### Task instructions
In the text on the Boötes I binary fraction, how is the concentration parameter defined?

### Page
The binary fraction we measure in Boötes I is consistent with the spectroscopic estimate of ∼0.28 reported by Gennaro et al. (2018). It is also similar to the values found in Leo II and in the inner region of Ursa Minor, which are ∼0.30 and ∼0.33, respectively (Spencer et al. 2017; Qiu et al. 2025). Moreover, the binary fraction of Boötes I is comparable to that typically observed in Galactic open clusters (Cordoni et al. 2023), and in Magellanic Cloud clusters (Mohandasan et al. 2024), and significantly higher than that found in most GCs (Milone et al. 2012, 2016). This comparison is illustrated in the left and central panels of Fig. 9. The left panel shows the anticorrelation between the binary fraction in GCs (Milone et al. 2012, 2016) and the mass of the host cluster (Baumgardt et al. 2020). Remarkably, when considering only the stellar mass (Jenkins et al. 2021), Boötes I exhibits a binary fraction similar to that of GCs with comparable masses. In contrast, when the dynamical mass (Martin et al. 2008) is adopted, Boötes I deviates from the relation followed by the bulk of GCs.

Fig. 9. Comparison between Boötes I, Galactic GCs, and field stars. Left: fraction of binaries with mass ratio q > 0.5 in the cores of GCs (Milone et al. 2012, 2016), compared with that in Boötes I. The red and yellow diamonds represent Boötes I, corresponding to the dynamical and stellar masses, respectively, from Martin et al. (2008) and Jenkins et al. (2021). GC masses are adopted from Baumgardt et al. (2020). Middle: binary fraction plotted against the concentration parameter, rh/rt. Radii are taken from the 2010 edition of the Harris (1996) catalog for GCs, and from Okamoto et al. (2012) and Belokurov et al. (2006) for Boötes I. Right: total binary fraction as a function of the primary-component mass. Gray dots correspond to Galactic field stars compiled in the review by Offner et al. (2023), and the green diamond indicates the binary fraction measured for the SMC field by Legnardi et al. (2025).

For completeness, the middle panel of Fig. 9 shows the relation between the binary fraction and the concentration parameter, defined as the ratio between the half-light radius and the tidal radius of the stellar system. The concentration parameter is often used to distinguish GCs from UFDs. We adopted GC structural parameters from the 2010 edition of the Harris (1996) catalog, and those for Boötes I from Okamoto et al. (2012) and Koposov et al. (2011). As expected, Boötes I exhibits a larger r_h/r_t ratio than that typically observed in GCs. There is no clear evidence for a strong correlation between concentration and binary fraction, although stellar systems (both Boötes I and GCs) with r_h/r_t ≳ 0.15 tend to have, on average, higher binary fractions than the remaining GCs. Nevertheless, the large scatter in the binary fraction among systems with similar values of r_h/r_t prevents us from drawing firm conclusions about any relation between concentration and binary fraction. Finally, as shown in the right panel of Fig. 9, where we plot the binary fraction against the mass of the primary stars, Boötes I follows the same trend defined by the Milky Way and Small Magellanic Cloud field stars (Offner et al. 2023; Legnardi et al. 2025).

### Dataset extract
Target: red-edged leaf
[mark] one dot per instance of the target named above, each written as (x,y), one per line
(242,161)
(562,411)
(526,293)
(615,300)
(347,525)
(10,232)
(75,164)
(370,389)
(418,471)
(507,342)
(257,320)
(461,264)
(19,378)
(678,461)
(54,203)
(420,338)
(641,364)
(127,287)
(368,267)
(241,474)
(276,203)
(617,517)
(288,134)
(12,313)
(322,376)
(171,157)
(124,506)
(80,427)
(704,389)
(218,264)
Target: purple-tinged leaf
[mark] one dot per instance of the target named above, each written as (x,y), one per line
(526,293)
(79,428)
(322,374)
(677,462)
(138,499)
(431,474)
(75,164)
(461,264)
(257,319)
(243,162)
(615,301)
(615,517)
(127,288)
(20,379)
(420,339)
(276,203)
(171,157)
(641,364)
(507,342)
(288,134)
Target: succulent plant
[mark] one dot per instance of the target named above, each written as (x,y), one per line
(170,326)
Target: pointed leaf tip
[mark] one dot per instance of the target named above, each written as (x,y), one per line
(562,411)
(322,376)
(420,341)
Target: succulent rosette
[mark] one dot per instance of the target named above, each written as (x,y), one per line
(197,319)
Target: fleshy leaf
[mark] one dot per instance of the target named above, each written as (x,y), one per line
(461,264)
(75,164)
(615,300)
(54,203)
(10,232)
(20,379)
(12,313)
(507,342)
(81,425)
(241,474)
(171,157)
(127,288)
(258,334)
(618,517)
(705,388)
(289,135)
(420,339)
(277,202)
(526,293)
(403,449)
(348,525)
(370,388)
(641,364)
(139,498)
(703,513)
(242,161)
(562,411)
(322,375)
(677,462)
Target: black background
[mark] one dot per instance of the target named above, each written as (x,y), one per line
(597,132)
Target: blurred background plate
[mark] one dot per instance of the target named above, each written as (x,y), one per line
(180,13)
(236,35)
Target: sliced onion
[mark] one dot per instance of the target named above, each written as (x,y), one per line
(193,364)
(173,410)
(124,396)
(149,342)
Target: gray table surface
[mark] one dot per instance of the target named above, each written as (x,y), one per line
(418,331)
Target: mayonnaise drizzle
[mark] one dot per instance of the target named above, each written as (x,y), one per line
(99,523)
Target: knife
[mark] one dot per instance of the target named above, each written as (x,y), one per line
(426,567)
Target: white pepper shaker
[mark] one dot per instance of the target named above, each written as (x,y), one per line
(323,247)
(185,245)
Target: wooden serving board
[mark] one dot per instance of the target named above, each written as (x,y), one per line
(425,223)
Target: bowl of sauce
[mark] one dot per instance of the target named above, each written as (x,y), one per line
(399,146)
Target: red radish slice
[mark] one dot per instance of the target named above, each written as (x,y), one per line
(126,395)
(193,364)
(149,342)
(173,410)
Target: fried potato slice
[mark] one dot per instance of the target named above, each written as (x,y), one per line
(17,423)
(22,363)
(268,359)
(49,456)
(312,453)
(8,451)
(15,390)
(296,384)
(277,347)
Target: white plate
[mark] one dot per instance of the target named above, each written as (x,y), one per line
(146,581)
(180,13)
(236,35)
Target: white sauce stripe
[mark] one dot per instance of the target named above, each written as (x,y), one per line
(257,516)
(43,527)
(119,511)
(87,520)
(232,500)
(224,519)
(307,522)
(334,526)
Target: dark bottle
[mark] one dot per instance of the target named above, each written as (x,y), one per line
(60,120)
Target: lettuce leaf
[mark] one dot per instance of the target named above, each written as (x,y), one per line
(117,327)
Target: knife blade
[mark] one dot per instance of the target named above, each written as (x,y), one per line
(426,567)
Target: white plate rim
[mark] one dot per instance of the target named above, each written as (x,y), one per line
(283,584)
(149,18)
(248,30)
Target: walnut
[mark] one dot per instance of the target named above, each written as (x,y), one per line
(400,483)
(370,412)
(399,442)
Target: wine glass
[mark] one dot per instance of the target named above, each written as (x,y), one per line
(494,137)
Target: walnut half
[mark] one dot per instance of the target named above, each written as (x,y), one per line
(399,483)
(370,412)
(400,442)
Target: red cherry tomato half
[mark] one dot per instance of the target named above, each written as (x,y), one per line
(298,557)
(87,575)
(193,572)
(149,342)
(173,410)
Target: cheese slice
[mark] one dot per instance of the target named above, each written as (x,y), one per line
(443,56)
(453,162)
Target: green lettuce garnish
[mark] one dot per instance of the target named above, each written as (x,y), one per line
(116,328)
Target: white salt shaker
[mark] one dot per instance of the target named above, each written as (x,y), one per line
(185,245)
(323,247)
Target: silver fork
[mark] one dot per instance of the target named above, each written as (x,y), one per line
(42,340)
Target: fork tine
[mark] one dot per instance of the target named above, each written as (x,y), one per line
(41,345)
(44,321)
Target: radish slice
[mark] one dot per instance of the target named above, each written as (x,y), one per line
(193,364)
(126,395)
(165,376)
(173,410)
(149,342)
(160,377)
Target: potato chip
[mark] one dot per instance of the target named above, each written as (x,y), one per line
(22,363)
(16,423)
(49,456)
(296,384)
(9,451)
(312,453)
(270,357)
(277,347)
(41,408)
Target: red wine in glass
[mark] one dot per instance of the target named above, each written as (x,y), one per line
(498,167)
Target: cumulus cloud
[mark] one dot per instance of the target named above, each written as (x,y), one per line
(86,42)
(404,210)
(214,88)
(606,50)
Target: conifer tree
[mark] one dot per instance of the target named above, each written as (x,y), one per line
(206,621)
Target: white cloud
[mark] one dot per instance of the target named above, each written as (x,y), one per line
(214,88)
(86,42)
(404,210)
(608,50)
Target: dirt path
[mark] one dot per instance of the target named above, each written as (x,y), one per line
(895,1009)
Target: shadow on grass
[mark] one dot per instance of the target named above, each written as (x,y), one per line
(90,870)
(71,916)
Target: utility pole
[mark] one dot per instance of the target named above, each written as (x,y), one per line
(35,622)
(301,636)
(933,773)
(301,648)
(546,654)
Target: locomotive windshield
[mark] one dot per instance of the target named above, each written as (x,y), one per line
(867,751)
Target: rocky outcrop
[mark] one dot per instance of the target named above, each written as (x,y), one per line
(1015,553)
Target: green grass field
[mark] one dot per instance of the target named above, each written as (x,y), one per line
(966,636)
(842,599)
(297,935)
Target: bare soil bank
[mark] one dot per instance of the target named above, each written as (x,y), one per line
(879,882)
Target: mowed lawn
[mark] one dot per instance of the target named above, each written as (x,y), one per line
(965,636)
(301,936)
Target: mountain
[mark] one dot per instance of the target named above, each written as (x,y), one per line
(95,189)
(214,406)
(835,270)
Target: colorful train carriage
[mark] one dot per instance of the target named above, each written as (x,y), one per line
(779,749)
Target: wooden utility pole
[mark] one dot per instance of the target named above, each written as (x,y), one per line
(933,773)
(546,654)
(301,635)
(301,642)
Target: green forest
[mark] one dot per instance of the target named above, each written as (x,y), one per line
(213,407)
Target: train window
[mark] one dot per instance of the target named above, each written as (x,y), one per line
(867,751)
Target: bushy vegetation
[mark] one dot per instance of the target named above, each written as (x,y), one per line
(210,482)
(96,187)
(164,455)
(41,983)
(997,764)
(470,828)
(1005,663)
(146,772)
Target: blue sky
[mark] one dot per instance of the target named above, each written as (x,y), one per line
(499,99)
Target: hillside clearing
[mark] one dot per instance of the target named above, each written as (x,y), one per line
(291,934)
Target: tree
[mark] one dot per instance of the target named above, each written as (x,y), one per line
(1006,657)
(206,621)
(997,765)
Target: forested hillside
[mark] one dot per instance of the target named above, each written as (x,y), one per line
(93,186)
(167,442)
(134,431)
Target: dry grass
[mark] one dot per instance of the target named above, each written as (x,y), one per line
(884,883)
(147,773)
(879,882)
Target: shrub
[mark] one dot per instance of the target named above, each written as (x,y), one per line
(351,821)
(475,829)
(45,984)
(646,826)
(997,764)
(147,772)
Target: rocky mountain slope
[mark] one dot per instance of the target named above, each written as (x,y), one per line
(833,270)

### Exercise output
It is the ratio between the half-light radius and the tidal radius of the stellar system.